# What to do:
Extract each line of the rows below that holds the word "rocky".

# Provided records:

#####

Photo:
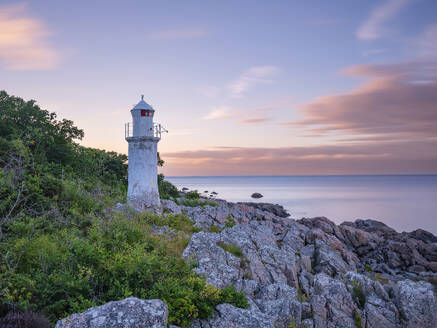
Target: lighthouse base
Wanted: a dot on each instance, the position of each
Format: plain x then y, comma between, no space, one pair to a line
144,201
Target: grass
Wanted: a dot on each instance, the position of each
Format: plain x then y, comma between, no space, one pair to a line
357,319
196,202
231,248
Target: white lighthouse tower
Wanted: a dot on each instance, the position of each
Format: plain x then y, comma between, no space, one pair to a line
143,136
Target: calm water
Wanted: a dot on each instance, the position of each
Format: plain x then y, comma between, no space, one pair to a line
404,202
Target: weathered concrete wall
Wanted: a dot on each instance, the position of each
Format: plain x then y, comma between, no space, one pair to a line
143,125
142,173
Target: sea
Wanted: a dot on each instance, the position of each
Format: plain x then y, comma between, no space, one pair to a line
403,202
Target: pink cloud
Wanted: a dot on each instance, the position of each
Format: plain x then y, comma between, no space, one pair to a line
400,100
348,158
23,41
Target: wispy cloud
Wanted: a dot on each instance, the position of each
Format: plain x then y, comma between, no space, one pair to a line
373,27
347,158
251,77
324,21
253,116
183,33
23,41
398,102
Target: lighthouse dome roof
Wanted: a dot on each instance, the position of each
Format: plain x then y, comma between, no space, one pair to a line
143,105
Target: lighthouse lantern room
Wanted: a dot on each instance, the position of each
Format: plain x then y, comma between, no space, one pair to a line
143,136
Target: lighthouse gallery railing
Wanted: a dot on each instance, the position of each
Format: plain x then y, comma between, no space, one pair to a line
158,129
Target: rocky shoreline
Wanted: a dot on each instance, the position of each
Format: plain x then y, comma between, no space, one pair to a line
296,273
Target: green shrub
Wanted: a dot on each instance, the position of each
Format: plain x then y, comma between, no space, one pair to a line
197,202
214,228
230,222
193,194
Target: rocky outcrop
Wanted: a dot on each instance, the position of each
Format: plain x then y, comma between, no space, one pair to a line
128,313
296,273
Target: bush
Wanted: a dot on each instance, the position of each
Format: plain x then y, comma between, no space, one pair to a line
230,222
24,320
196,202
192,195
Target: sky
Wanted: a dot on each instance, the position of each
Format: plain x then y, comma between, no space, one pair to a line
243,87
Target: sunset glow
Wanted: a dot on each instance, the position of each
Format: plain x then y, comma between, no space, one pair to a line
244,88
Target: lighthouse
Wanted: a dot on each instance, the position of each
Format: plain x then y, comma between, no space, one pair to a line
143,136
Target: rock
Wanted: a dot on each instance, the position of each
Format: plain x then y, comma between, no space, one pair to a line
335,306
256,195
417,303
170,206
128,313
275,209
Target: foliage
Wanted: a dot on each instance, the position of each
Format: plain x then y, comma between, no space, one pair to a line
358,293
64,247
230,222
193,194
24,320
197,202
231,248
214,228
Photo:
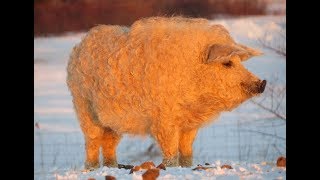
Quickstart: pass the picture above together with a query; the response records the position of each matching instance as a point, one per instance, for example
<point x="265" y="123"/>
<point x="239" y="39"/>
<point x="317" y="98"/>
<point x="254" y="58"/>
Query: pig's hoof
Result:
<point x="185" y="161"/>
<point x="110" y="163"/>
<point x="171" y="162"/>
<point x="91" y="165"/>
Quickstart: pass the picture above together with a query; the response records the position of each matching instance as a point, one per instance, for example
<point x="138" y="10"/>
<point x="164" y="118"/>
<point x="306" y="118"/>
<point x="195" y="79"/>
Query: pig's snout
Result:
<point x="262" y="86"/>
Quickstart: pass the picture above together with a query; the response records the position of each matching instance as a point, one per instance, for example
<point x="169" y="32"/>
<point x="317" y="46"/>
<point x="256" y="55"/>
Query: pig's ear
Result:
<point x="218" y="52"/>
<point x="222" y="52"/>
<point x="245" y="52"/>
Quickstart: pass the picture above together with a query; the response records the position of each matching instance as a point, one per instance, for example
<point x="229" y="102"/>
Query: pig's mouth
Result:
<point x="254" y="88"/>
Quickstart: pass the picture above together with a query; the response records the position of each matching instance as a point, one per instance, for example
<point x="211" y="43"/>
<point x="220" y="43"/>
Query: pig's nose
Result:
<point x="262" y="86"/>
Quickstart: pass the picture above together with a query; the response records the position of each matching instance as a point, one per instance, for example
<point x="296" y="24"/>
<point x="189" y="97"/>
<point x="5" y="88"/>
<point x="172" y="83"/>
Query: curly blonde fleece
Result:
<point x="155" y="78"/>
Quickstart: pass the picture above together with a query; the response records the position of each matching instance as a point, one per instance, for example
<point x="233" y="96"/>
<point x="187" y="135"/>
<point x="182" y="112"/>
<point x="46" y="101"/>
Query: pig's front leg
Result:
<point x="167" y="137"/>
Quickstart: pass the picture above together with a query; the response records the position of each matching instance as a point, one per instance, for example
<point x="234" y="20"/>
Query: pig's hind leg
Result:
<point x="109" y="143"/>
<point x="185" y="147"/>
<point x="92" y="131"/>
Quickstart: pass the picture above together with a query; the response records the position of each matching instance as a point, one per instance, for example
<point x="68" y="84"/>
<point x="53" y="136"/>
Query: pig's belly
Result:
<point x="128" y="123"/>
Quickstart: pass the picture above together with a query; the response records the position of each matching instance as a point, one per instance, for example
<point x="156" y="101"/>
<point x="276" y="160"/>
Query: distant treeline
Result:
<point x="59" y="16"/>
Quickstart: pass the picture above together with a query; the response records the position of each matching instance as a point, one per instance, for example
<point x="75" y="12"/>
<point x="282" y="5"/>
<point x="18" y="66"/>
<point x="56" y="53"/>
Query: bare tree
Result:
<point x="275" y="94"/>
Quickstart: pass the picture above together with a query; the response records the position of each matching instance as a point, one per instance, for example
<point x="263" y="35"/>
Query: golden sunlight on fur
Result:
<point x="166" y="77"/>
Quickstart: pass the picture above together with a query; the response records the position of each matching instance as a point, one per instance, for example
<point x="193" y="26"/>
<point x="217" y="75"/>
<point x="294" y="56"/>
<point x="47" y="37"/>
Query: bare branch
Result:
<point x="269" y="110"/>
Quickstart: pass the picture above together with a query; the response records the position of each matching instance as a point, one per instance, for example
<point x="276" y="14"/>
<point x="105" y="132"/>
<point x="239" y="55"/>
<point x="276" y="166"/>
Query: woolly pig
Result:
<point x="166" y="77"/>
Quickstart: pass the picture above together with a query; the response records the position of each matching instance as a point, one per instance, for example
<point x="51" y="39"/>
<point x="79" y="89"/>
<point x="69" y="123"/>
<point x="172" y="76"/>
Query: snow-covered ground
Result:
<point x="249" y="138"/>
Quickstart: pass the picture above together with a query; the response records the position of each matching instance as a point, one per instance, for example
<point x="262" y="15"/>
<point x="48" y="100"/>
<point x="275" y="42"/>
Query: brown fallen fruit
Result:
<point x="120" y="166"/>
<point x="201" y="168"/>
<point x="147" y="165"/>
<point x="281" y="162"/>
<point x="151" y="174"/>
<point x="226" y="166"/>
<point x="110" y="178"/>
<point x="161" y="166"/>
<point x="136" y="168"/>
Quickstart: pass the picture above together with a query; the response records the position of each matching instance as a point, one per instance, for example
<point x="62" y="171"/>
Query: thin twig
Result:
<point x="269" y="110"/>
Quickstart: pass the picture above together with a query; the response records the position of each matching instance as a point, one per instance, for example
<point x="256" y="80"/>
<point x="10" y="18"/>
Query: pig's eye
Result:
<point x="227" y="64"/>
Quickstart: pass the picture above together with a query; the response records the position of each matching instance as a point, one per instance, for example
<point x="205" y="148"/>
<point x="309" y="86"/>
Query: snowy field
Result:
<point x="249" y="138"/>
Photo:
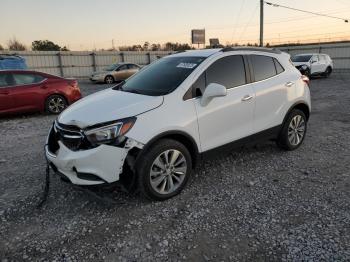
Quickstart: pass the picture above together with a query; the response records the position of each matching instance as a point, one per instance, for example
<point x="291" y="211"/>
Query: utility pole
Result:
<point x="261" y="23"/>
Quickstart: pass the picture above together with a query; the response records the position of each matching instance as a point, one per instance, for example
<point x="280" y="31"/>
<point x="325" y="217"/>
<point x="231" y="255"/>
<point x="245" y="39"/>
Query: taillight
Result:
<point x="73" y="83"/>
<point x="305" y="79"/>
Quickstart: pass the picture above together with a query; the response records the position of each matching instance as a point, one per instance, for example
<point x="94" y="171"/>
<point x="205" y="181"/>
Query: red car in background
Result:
<point x="29" y="91"/>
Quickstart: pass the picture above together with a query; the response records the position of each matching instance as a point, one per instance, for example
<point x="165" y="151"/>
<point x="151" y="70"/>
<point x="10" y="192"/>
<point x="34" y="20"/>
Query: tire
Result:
<point x="159" y="179"/>
<point x="328" y="72"/>
<point x="109" y="79"/>
<point x="55" y="104"/>
<point x="307" y="73"/>
<point x="290" y="138"/>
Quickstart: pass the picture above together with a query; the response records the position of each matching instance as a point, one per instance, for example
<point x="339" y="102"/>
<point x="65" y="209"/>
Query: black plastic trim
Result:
<point x="271" y="133"/>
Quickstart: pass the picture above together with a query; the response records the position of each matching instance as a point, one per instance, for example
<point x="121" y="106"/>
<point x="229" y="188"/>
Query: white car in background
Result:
<point x="158" y="124"/>
<point x="313" y="64"/>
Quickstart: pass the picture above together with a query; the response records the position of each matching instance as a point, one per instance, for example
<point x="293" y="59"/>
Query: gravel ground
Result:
<point x="257" y="203"/>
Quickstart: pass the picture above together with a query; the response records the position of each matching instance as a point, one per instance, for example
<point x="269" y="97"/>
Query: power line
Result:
<point x="308" y="12"/>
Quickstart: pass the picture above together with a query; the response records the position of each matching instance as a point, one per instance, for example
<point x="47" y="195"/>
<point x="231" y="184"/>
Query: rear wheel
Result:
<point x="55" y="104"/>
<point x="164" y="169"/>
<point x="328" y="72"/>
<point x="293" y="131"/>
<point x="109" y="80"/>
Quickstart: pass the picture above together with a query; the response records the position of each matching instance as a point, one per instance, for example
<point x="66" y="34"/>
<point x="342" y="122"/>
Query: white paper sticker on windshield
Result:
<point x="186" y="65"/>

#####

# Exercise solution:
Target: rocky shoreline
Target: rocky outcrop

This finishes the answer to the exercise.